= Task to carry out =
Collect every line of the material that contains the word "metal".

= Items =
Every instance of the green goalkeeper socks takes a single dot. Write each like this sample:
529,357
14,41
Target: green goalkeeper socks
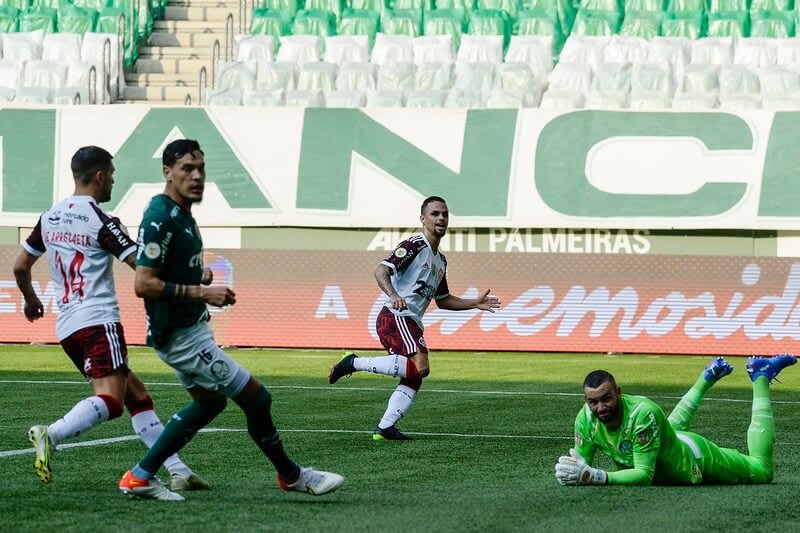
181,428
681,417
761,433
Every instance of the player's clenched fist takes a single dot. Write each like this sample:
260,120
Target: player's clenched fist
219,296
572,470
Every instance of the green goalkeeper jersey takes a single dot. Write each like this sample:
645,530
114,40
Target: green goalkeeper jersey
170,242
645,449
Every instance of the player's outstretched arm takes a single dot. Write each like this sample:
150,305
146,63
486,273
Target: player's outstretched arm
148,285
485,302
22,273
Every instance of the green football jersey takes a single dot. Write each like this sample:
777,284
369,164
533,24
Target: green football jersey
644,448
170,241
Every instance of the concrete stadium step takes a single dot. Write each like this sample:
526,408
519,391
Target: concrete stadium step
157,79
200,13
187,39
175,52
227,4
151,93
172,66
199,26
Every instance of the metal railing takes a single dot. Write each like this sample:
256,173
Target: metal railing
92,92
214,60
202,85
229,37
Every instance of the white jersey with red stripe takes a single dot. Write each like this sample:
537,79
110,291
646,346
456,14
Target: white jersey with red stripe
80,240
418,276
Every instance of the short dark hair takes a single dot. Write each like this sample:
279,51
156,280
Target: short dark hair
177,149
88,161
429,200
595,378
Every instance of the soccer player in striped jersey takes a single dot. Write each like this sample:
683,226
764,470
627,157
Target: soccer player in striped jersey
647,447
412,276
80,241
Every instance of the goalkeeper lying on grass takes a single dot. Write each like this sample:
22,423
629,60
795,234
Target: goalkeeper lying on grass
649,448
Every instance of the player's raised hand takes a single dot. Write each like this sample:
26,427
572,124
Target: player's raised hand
398,303
218,296
208,276
572,469
34,310
488,302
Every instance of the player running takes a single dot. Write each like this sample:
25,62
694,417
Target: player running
649,448
412,275
175,287
80,240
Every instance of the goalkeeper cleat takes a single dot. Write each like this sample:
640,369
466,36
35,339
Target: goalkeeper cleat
390,433
152,489
768,367
314,482
179,482
717,369
343,368
41,446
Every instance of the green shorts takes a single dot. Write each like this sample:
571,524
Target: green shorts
199,362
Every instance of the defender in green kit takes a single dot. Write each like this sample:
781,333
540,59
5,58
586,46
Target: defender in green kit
176,288
647,447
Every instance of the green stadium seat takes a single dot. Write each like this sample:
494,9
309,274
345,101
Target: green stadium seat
77,20
729,24
596,23
334,6
682,6
370,5
644,24
359,22
318,22
772,24
509,6
612,6
771,5
465,7
9,19
490,22
725,6
273,22
422,5
402,22
649,6
41,18
444,22
97,5
292,6
684,24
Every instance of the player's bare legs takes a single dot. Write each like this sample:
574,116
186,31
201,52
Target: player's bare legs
148,427
105,404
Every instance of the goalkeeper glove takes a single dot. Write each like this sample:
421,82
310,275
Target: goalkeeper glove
572,470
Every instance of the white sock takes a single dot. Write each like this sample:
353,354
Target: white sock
390,365
85,415
148,427
399,404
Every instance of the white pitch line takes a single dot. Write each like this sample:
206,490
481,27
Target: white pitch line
113,440
382,389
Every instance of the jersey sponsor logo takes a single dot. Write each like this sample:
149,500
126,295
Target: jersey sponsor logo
220,369
77,239
196,260
625,447
152,250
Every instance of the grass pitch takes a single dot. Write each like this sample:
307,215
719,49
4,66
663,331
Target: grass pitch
488,429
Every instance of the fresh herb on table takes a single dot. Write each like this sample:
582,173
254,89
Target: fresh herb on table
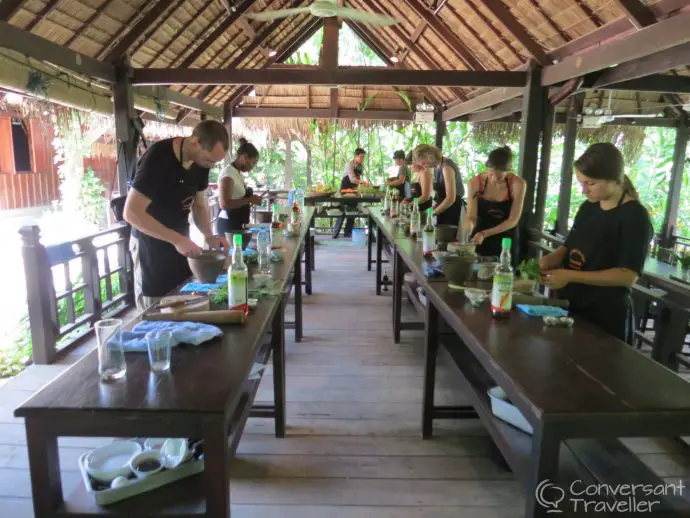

= Answer for the task =
Every instance of the metal railing takes a single dot. Write each like this sample:
Target: metal railing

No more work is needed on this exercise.